Prompt
Would you return, word for word, the lines of the data below from the line with "Target: parked car" through the line with "Target: sky", and no others?

Dataset records
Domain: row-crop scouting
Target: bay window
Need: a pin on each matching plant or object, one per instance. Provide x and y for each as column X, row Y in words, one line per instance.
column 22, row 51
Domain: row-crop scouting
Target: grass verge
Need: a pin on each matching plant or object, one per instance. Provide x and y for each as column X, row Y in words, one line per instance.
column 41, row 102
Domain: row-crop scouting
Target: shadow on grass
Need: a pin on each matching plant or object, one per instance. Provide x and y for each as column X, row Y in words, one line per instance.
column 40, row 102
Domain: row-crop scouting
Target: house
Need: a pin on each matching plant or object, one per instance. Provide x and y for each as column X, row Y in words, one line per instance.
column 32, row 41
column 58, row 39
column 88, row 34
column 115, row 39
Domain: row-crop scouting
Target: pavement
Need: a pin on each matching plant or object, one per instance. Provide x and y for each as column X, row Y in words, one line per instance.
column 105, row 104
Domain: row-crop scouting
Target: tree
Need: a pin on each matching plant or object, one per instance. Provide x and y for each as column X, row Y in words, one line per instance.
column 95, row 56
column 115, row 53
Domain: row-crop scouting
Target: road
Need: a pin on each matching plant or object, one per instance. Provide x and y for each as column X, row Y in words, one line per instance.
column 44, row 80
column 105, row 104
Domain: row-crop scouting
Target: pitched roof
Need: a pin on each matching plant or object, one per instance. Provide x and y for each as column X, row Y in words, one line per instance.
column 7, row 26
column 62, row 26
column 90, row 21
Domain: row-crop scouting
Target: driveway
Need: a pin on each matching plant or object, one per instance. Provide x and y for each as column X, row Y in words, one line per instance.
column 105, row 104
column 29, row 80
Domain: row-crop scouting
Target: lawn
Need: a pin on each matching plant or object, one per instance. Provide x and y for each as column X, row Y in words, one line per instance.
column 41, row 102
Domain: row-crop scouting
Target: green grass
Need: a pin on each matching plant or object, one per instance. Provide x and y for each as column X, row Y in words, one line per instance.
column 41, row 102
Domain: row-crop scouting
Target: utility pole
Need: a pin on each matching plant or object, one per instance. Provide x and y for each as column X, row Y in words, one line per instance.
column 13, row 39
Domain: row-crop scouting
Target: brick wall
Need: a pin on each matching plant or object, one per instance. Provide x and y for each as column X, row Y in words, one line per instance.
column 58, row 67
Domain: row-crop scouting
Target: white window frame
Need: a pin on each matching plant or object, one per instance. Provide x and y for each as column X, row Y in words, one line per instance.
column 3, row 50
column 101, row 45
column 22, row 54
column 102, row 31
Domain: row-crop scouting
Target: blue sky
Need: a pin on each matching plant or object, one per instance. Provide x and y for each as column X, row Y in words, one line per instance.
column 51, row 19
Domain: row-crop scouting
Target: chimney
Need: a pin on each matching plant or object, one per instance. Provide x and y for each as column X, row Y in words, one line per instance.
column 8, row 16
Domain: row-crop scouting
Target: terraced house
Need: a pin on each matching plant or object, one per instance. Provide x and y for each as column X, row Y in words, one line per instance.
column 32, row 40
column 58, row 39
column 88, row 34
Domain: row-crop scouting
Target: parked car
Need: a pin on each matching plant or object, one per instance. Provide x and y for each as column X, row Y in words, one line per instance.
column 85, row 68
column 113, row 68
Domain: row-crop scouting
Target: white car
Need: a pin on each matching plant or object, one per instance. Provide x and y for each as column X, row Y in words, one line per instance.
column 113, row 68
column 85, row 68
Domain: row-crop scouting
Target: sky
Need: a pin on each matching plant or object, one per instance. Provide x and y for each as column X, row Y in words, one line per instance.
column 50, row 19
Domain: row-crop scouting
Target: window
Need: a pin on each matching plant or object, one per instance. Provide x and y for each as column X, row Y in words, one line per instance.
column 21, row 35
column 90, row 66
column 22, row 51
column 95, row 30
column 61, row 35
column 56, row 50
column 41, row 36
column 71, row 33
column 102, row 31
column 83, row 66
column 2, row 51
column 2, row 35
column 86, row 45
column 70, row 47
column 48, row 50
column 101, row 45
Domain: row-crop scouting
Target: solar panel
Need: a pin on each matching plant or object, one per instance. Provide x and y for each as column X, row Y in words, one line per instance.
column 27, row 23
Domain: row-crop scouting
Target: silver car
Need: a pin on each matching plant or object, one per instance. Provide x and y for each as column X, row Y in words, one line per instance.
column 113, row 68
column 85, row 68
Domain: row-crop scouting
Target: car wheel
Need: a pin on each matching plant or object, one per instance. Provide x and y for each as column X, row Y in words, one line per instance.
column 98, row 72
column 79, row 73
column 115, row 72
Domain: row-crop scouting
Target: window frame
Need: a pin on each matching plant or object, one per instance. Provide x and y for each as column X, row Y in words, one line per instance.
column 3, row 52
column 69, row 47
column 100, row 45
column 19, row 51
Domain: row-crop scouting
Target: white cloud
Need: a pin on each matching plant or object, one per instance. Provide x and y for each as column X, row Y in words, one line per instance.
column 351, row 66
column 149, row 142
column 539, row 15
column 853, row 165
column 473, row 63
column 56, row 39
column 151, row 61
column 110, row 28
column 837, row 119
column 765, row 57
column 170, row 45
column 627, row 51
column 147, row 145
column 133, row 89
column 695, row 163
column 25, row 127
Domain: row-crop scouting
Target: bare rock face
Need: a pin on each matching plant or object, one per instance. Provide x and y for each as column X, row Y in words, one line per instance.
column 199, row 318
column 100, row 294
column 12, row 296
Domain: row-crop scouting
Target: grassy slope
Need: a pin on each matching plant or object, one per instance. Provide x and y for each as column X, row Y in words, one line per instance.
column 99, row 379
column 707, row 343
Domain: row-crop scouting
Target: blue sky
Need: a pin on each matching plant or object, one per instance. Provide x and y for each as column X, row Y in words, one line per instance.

Written reply
Target: parked car
Need: a pin on each matching plant or object, one per instance. Provide x and y for each as column X, row Y in words, one line per instance.
column 85, row 68
column 113, row 68
Domain: row-crop scouting
Target: white car
Need: a pin on each matching plant or object, one per instance. Provide x and y for each as column X, row Y in words, one line per instance.
column 113, row 68
column 85, row 68
Domain: row-crop scouting
Target: sky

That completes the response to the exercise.